Exercise.
Return the records below from the line containing "Target: rigging rope" onward, exactly, through and including the last line.

Stored records.
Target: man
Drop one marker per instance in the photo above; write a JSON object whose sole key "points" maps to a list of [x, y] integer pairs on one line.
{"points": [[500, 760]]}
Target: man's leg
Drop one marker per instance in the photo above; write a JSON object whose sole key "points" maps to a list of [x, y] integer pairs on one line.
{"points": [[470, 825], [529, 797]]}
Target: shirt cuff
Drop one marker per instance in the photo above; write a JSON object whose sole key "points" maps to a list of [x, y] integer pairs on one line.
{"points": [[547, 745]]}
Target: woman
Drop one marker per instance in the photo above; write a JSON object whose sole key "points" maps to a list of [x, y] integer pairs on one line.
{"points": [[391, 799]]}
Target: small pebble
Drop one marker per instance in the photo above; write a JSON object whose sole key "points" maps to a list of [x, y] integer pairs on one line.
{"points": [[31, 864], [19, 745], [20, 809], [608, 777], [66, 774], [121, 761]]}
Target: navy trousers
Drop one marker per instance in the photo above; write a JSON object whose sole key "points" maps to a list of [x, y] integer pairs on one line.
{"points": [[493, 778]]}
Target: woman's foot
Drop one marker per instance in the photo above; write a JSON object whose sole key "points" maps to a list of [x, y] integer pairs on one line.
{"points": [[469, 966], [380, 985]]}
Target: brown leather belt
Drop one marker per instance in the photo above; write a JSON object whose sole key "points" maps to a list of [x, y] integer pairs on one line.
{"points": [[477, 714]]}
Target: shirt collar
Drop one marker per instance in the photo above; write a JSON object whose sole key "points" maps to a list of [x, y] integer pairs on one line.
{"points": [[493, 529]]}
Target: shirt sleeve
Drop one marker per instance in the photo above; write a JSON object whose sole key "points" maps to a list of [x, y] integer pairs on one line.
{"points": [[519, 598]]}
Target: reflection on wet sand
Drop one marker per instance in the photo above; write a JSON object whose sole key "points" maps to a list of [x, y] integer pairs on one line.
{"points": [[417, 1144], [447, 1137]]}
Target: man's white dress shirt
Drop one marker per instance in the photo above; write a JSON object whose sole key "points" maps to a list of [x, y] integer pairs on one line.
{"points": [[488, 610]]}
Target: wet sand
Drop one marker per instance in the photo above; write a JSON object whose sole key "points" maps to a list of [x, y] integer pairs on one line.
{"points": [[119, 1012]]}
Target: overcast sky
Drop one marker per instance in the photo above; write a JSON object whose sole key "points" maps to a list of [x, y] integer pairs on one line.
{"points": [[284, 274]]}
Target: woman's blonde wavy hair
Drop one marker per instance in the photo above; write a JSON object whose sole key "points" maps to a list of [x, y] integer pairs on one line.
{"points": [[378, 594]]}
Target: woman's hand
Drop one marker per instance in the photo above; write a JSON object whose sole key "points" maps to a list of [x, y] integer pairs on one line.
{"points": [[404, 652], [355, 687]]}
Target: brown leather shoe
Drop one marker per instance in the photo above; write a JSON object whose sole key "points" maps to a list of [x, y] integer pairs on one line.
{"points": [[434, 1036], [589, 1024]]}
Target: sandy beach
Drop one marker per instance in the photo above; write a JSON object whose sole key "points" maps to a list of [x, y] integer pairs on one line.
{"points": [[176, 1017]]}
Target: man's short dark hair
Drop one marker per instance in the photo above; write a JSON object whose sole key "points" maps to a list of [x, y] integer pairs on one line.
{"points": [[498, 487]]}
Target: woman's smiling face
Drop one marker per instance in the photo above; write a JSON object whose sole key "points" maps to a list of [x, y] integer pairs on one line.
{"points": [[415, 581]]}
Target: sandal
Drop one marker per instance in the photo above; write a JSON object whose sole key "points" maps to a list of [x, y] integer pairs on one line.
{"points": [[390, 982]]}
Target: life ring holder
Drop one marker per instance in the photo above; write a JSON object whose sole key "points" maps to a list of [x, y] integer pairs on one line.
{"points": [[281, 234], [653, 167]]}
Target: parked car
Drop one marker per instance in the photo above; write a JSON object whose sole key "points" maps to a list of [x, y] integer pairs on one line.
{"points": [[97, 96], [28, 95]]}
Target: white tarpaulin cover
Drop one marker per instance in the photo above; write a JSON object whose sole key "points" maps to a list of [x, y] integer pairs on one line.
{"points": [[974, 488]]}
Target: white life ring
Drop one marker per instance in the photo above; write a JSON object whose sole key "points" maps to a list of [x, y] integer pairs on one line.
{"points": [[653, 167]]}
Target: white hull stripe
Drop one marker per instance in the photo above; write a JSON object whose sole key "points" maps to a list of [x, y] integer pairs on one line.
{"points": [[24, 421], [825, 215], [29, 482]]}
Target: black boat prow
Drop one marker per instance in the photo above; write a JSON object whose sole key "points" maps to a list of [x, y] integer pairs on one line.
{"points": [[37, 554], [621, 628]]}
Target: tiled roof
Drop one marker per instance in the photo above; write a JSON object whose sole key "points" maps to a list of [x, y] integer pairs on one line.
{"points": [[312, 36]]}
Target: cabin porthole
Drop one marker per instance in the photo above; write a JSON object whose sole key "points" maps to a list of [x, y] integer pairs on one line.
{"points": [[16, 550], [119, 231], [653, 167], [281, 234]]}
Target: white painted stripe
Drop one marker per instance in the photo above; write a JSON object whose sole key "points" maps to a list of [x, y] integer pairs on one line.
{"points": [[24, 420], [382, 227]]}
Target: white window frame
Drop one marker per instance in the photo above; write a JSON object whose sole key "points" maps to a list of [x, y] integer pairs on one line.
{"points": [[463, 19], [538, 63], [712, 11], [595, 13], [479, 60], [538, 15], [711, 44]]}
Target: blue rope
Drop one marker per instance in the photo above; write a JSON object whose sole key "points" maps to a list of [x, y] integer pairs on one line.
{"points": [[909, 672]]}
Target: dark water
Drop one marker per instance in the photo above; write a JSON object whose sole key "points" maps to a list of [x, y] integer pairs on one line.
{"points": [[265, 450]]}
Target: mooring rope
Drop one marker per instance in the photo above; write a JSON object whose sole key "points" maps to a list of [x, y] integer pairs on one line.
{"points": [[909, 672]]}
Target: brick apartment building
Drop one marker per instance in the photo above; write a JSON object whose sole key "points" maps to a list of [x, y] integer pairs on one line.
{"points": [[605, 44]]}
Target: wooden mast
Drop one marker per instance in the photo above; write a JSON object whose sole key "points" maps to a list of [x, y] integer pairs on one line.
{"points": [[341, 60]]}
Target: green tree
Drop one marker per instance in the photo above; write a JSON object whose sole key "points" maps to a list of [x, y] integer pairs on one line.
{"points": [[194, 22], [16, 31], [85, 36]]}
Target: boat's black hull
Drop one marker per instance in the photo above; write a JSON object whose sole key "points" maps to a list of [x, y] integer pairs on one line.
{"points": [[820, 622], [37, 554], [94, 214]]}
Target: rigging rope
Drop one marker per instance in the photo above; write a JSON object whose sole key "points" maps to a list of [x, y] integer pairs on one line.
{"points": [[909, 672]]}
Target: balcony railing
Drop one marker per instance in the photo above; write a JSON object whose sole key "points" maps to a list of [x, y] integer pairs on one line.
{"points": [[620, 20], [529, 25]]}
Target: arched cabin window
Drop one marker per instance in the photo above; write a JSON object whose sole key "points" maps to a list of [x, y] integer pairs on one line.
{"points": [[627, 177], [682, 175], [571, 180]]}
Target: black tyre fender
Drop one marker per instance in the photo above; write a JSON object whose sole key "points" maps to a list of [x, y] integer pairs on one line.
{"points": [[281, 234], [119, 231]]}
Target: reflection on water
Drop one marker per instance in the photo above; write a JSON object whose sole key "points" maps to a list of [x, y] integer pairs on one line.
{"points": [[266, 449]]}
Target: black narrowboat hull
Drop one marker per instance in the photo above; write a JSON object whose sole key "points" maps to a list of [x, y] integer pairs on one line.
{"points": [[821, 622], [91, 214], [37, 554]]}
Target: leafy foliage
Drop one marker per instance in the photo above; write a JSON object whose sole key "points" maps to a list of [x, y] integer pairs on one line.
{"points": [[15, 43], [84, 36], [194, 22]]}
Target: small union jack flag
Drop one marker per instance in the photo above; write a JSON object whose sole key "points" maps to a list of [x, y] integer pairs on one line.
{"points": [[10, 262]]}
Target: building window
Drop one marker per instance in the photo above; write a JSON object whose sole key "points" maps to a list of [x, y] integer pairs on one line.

Reply.
Target: rigging rope
Drop one marker per instance in the photo above; write a JSON object whose sole key "points" maps to a list of [x, y] integer pairs on one line.
{"points": [[909, 672]]}
Target: balcony railing
Drop one marker per instance in the photo above; write a JSON object whose sole key "points" maps to a list of [x, y] integer pairs on one line.
{"points": [[620, 20], [529, 25]]}
Target: arched cabin window
Drop one marker per instance in the photo above; write a JSON object whose sole key "points" maps to a list of [x, y] integer pairs on one line.
{"points": [[627, 177], [682, 175], [571, 180]]}
Target: black tyre fender
Drop one marker per instance in the photo above; write a JSON object whose sole key "points" maps to a list of [x, y] integer pairs on one line.
{"points": [[281, 234], [119, 231]]}
Target: reflection on water
Drop one marker per instance in the photo above; write a JSON object whose sole key "points" maps to a list of [x, y] integer pairs on one line.
{"points": [[266, 449]]}
Target: black narrowboat hull
Drop one marker per instance in the photo above; write a JSON object whose sole key "points" maps to a list of [x, y] integer pairs on one line.
{"points": [[821, 622], [91, 214], [37, 554]]}
Target: leafy foliage
Drop one marker per instance in the photo above; write a JSON object whose sole key "points" maps to a list of [x, y] integer pairs on one line.
{"points": [[15, 43], [84, 36], [194, 22]]}
Target: small union jack flag
Drop one marker per instance in the photo above; write a JSON object whose sole key "points" maps to a list of [x, y] integer pairs on one line.
{"points": [[10, 262]]}
Target: building window
Drop one marker per instance in the photo above; write a JSON object whose sole key "points" maps to a list of [x, y] integer pairs on one line.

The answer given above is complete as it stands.